The funds will go to an array of local nonprofit housing developers and homeless services providers who will construct 896 units in nine new buildings, preserve 535 units in four buildings and construct 25 new homes for low- to moderate-income families.

“You have given the Filipino community of Seattle the best Christmas gift,” said former Filipino Community Center president Alma Kern at the mayor’s press conference in December. Speaking outside the community center, Kern talked about the impact of an onsite affordable housing development, which will be funded with $10.9 million from the city and additional state and federal funding. In the works for about a decade now, the Filipino Community Village will have 94 units of housing for low-income seniors earning 30 to 60 percent area median income (AMI) and a ground-floor space for youth science, technology, engineering, arts and math programing and computer access.

Office of Housing director Steve Walker says that the record funding allocation is “a statement by the Office of Housing and mayor that we need to act with urgency and invest in affordable housing well into the future in the face of the housing crisis.”

The median home price in the city is now around $720,000, a 13.5 percent increase over the previous year (and 20 percent more than the previous record before the 2008 market crash). Apartment rents have climbed more than 57 percent in the past 6 years, as Seattle sees the fastest population growth of any large U.S. city. To help address the problem, the city’s Housing Affordability and Livability Agenda (HALA) says Seattle needs 50,000 new units of housing over the next decade, 20,000 of which need to be rent-restricted affordable units.

Every year, the Office of Housing accepts funding requests from affordable housing developers in the summer and makes its allocations in the winter. The funding comes from a variety of sources, including the Seattle housing levy, developer fees such as incentive zoning payments and the sale of city-owned surplus property. The annual allocation has increased dramatically over the last decade, from just $13.1 million in 2008 to the previous record of $67 million in 2015 and $51.1 million last year.

This year’s significant funding jump comes in large part from $29 million in bonds approved by the city council last year. Another $30.7 million comes from the city’s incentive zoning program, which allows developers to build more densely in exchange for fees paid into the housing fund. The third largest funding source was the city housing levy, from which the Office of Housing drew $28.5 million this year. Voters approved the $290 million property tax levy in 2016.

Walker explained that the Office of Housing has authority to draw money in advance from the levy to pay for housing, in essence taking a loan out on future property tax revenue. This year, the department spent about $10 million in “forward funds,” recognizing that there is a desperate need for affordable housing now and housing developers lined up asking for funds to build it.

“We had good opportunities in front of us that are ready to go now, so it was a question of why wait,” says Walker.

◆ PROVIDED MATERIAL
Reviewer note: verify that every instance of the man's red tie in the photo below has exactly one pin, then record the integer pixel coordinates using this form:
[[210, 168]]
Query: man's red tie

◆ GOALS
1: Reproduce the passage of the Seattle housing article starting at "The median home" and ending at "rent-restricted affordable units.".
2: In the Seattle housing article, list the funding sources named in the sentence that begins "The funding comes from a variety of sources".
3: Extend the Seattle housing article past its last sentence.
The listing has no connection to the Seattle housing article.

◆ ANSWER LIST
1:
The median home price in the city is now around $720,000, a 13.5 percent increase over the previous year (and 20 percent more than the previous record before the 2008 market crash). Apartment rents have climbed more than 57 percent in the past 6 years, as Seattle sees the fastest population growth of any large U.S. city. To help address the problem, the city’s Housing Affordability and Livability Agenda (HALA) says Seattle needs 50,000 new units of housing over the next decade, 20,000 of which need to be rent-restricted affordable units.

2:
- The Seattle housing levy
- Developer fees such as incentive zoning payments
- The sale of city-owned surplus property

3:
The Office of Housing says the small advance in levy funding likely won’t have an impact on future housing fund allocations. Though they technically could continue drawing “forward funds” from the levy, Walker says they have no plans to do so year over year.

The bigger question related to future funding is whether Seattle’s fierce rate of development continues apace. Because the housing market is hot, the voluntary incentive zoning program provided nearly a third of this year’s available funding. The city is in the midst of rolling out its mandatory incentive zoning program, known as Mandatory Housing Affordability. That program will require developers to build affordable units onsite of new residential developments or pay a fee in-lieu to the housing fund. Commercial developers are required to pay the fee. Walker says when the program is implemented across the city by summer 2018 it will mark the “turning on the spigot” of funding, compared to the voluntary incentive zoning program. But, he cautions that it is unclear how much funding the Mandatory Housing Affordability program will ultimately produce because, he says, “we’re in a development cycle that arguably has peaked.”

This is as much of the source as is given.